• _What you will do_:
Rewrite every line of the items below, putting "Locate" in place of "Spot" and changing nothing else. Leave the pictures out of your answer.

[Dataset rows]
################
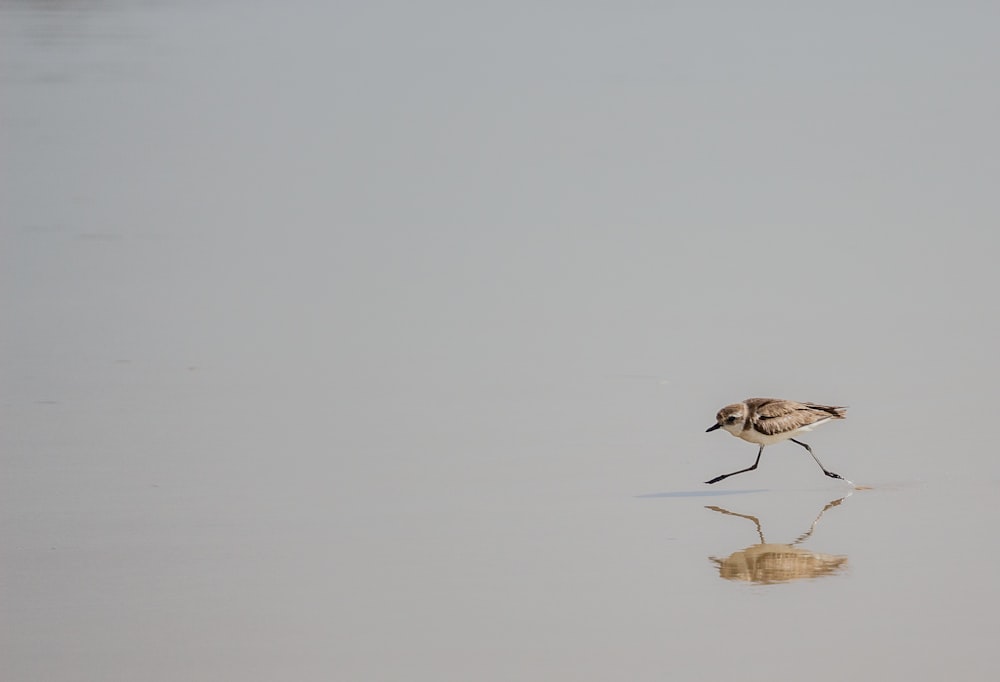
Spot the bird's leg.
[789,438,845,481]
[705,445,760,484]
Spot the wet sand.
[0,2,1000,682]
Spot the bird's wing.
[753,400,831,436]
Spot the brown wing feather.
[747,398,844,436]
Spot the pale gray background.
[0,0,1000,681]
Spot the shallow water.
[0,1,1000,681]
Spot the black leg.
[788,438,844,481]
[705,445,764,484]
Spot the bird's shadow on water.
[636,488,770,499]
[705,491,853,585]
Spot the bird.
[705,398,847,484]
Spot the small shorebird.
[705,398,850,483]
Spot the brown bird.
[705,398,847,483]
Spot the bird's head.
[705,403,747,436]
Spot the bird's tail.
[806,403,847,419]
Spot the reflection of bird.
[705,398,849,483]
[706,497,847,584]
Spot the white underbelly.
[739,420,828,445]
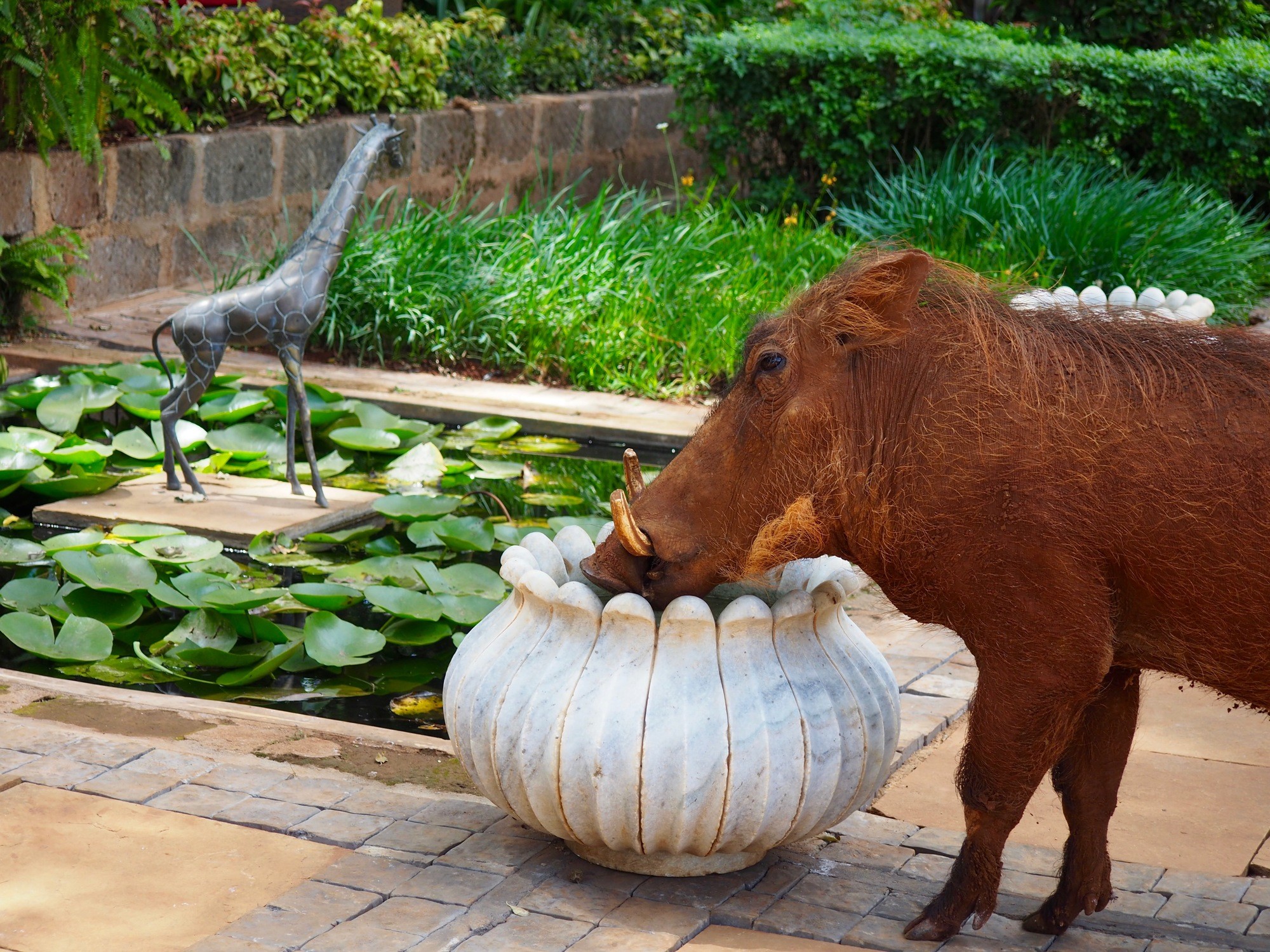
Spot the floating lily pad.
[366,585,441,621]
[382,618,453,647]
[305,612,385,668]
[132,536,225,565]
[110,426,163,461]
[373,495,462,522]
[287,581,362,612]
[53,551,157,592]
[42,529,105,552]
[432,515,494,552]
[326,426,401,453]
[460,416,521,440]
[0,579,57,612]
[198,390,269,423]
[0,536,46,565]
[207,423,287,459]
[0,612,114,661]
################
• _Task answer_:
Locate the bird's leg.
[789,438,845,481]
[705,445,760,484]
Locate the wet sand.
[0,2,1000,682]
Locate the bird's wing.
[753,400,831,436]
Locate the brown wing feather.
[747,398,844,436]
Locate the pale gray background.
[0,0,1000,681]
Locate the shallow water.
[0,1,1000,681]
Locate the black leg.
[788,438,844,481]
[705,445,764,484]
Locate the bird's shadow on water.
[636,488,770,499]
[705,491,853,585]
Locate the bird.
[705,398,847,484]
Locate the small shorebird.
[705,398,850,483]
Locate the brown bird.
[705,398,847,483]
Locate the bird's head.
[705,403,747,436]
Locate the bird's tail.
[806,403,847,419]
Locate the reflection of bird.
[705,398,849,483]
[706,497,847,584]
Locate the white underbelly.
[739,420,828,445]
Locate the floating lily pad.
[366,585,441,621]
[382,618,453,647]
[305,612,385,668]
[132,536,225,565]
[110,426,163,461]
[373,495,462,522]
[287,581,362,612]
[53,551,157,592]
[42,529,105,552]
[432,515,494,552]
[326,426,401,453]
[460,416,521,440]
[0,579,57,612]
[198,390,269,423]
[0,536,46,565]
[207,423,287,459]
[0,612,114,661]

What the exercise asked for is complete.